[TESTO ESTRATTO]:
Il mestiere di medico

Giorgio Cosmacini
Il mestiere di medico. Storia di una professione
Raffaello Cortina, 2000
pp.176, £ 29.000

“La medicina non è una scienza, è una pratica basata su scienze e che opera in un mondo di valori”. E’ l’apertura di questo nuovo volume di Giorgio Cosmacini, dichiarazione insieme filosofica e storiografica. Da un lato sancisce l’impossibilità di pensare la medicina al di fuori della sua azione pratica. Dall’altro, la necessità di ricostruirne la storia seguendo l’evoluzione di che questa azione porta a termine, più o meno efficacemente: il medico. E’ questa infatti la figura chiave che unisce la teoria e la pratica, coniugando entrambe ai valori della società di cui fa parte. L’autore segue quindi lo sviluppo di questa professione (con qualche doppio senso definito “il mestiere più antico del mondo”) lungo l’arco di oltre tre millenni, dall’antico Egitto all’evo contemporaneo, attraverso i ritratti quotidiani di 16 professionisti. Il “sunu” egizio è quindi accanto al medico della mutua, al monaco erborista, al medico dei lavoratori del Settecento. Personaggi noti a fianco di anonimi medici di campagna, ricostruendo per ogni periodo metodi, teorie, e speranze, per la cura di quelle malattie hanno accompagnato la storia della società occidentale. Patologie per le quali spesso l’impotenza del curante si è mascherata dietro alla credenza in forze esterne e incontrollabili, e di cui l’origine socio-ambientale è oggi chiara.

Più che i farmaci, sono state le mutate condizioni di vita e di lavoro a produrre un cambiamento nella condizione medico-sanitaria della popolazione, la cui aspettativa di vita è cresciuta in modo imprevedibile, offrendo così l’occasione di confrontarsi con nuovi mali un tempo ignoti, quali le malattie degenerative da senescenza. E l’impotenza di fronte a queste, viene di nuovo mascherata con una scienza che assomiglia spesso ad una credenza religiosa, con i suoi dogmi e i suoi ministri. Notevoli differenze però sussistono tra il presente e il passato, prima fra tutte la perdita del rapporto medico-paziente che ancora fino a pochi decenni fa rappresentava il merito principale della professione. La figura del medico di famiglia, che aveva in cura diverse generazioni della stessa casa, sta scomparendo, rendendo il medico di base una figura intermedia tra le istituzioni (e le case farmaceutiche) e il malato, la cui funzione curativa e compassionevole (nel senso di cum patire, soffrire insieme) è dissolta dietro la crescente specializzazione e l’avanzare della tecnologia. La perdita di questo rapporto umano è uno delle cause che stanno dietro all’esplosione di mostruosità quali il caso Di Bella.

[DATI REGISTRATI]:
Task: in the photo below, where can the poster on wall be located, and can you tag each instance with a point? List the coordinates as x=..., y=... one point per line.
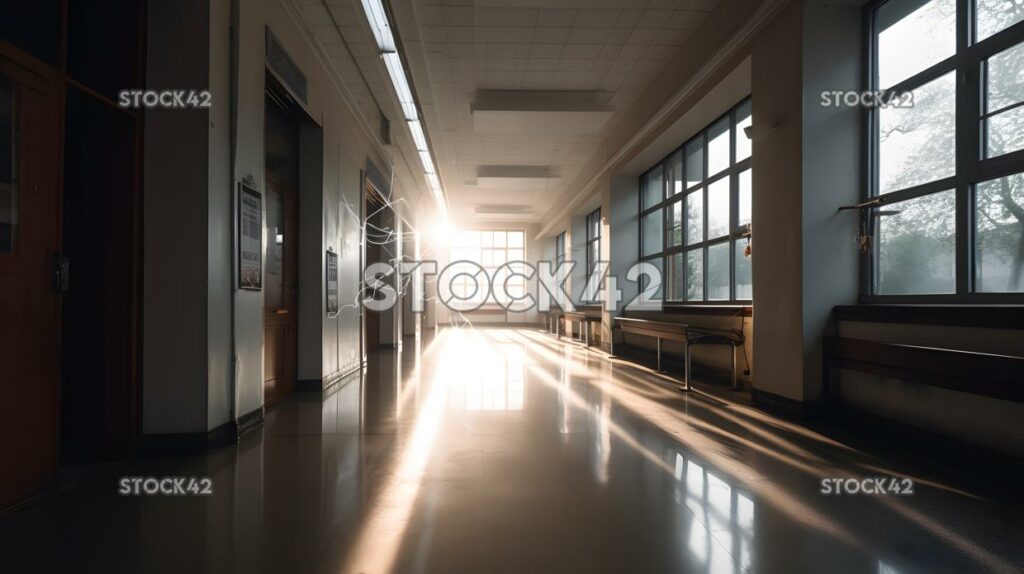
x=332, y=283
x=250, y=237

[COSA FARE]: Secondo il testo sul mestiere di medico, attraverso i ritratti quotidiani di quanti professionisti l'autore segue lo sviluppo della professione?

[RISPOSTA ATTESA]: Attraverso i ritratti quotidiani di 16 professionisti.